> [DE OPDRACHT]:
Haal uit het materiaal hieronder elke regel waarin het woord "flag" staat en schrijf die regels over. Let op: hoofdletters en kleine letters tellen mee.
——————————
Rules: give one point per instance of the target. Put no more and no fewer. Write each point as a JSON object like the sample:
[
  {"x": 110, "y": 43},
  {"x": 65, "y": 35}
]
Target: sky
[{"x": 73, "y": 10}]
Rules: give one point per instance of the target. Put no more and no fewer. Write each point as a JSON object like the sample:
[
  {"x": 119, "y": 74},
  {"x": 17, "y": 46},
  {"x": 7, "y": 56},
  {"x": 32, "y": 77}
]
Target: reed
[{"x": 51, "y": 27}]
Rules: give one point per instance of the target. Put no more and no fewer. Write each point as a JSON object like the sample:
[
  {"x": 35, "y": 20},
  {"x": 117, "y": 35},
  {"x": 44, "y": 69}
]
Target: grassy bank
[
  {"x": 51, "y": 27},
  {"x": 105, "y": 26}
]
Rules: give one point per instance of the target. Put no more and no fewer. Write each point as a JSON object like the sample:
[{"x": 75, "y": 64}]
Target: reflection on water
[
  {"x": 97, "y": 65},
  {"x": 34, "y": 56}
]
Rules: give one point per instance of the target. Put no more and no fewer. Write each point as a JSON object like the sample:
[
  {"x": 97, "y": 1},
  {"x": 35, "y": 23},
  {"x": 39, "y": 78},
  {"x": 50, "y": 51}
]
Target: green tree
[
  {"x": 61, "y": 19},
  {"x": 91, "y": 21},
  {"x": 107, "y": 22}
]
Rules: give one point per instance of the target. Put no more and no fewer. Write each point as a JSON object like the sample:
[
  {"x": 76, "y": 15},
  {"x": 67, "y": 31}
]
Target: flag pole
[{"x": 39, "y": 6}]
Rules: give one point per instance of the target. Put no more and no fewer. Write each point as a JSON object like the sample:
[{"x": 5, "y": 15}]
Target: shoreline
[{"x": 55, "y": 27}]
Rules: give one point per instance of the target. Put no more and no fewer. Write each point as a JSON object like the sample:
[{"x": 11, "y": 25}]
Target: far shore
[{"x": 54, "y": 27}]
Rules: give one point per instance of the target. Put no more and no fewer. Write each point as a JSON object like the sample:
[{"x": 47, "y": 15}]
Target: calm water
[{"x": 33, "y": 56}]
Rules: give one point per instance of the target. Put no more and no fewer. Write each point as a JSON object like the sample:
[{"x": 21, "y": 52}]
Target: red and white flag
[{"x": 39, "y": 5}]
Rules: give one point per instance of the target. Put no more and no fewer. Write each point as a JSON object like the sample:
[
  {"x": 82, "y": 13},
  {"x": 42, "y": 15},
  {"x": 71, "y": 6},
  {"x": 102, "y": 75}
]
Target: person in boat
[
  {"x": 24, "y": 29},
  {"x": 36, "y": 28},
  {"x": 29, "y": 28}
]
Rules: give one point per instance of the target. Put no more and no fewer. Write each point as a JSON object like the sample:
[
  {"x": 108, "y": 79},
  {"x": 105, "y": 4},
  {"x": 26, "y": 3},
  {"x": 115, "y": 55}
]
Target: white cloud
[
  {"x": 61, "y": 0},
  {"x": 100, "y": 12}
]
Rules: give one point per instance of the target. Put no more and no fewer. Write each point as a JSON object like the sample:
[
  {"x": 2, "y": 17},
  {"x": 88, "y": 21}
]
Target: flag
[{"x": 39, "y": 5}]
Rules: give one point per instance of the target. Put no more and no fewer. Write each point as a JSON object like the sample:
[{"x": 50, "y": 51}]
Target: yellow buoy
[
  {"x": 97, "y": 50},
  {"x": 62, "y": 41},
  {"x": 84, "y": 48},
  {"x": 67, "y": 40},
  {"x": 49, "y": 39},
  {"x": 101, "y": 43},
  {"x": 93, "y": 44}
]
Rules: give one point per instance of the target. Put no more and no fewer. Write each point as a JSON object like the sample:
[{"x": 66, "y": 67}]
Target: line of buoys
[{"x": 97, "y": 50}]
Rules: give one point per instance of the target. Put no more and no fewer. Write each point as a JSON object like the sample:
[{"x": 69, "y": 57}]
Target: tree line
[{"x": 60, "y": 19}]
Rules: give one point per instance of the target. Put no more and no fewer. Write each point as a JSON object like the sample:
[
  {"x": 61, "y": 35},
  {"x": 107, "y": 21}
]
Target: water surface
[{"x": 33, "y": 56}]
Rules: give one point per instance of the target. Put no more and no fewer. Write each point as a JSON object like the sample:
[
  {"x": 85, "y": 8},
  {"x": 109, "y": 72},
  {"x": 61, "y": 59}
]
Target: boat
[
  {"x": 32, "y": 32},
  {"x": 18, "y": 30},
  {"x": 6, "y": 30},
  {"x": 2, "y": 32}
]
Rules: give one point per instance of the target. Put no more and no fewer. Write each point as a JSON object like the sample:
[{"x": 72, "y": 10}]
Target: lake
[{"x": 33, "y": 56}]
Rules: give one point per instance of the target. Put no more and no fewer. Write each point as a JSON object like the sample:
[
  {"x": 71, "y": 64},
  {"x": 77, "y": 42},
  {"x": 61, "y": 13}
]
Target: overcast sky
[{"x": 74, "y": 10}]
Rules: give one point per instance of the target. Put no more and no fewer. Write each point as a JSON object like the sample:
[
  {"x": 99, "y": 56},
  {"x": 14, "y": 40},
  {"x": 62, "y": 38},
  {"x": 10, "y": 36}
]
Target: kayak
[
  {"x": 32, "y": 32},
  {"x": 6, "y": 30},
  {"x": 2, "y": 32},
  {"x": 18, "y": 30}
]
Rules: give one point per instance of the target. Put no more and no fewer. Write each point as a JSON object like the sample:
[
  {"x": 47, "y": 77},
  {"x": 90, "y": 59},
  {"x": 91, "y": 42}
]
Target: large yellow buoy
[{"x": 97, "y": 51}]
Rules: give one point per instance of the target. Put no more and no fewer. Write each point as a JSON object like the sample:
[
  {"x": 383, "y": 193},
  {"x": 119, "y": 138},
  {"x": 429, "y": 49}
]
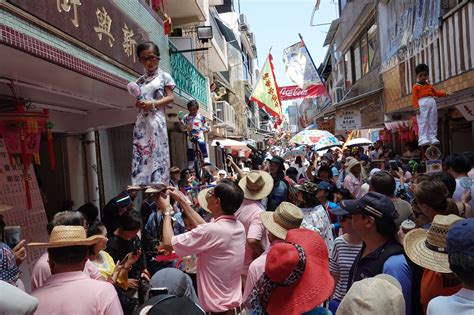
——————————
> [UITGEVOERDE OPDRACHT]:
Target: flag pole
Target: red and white flag
Target: flag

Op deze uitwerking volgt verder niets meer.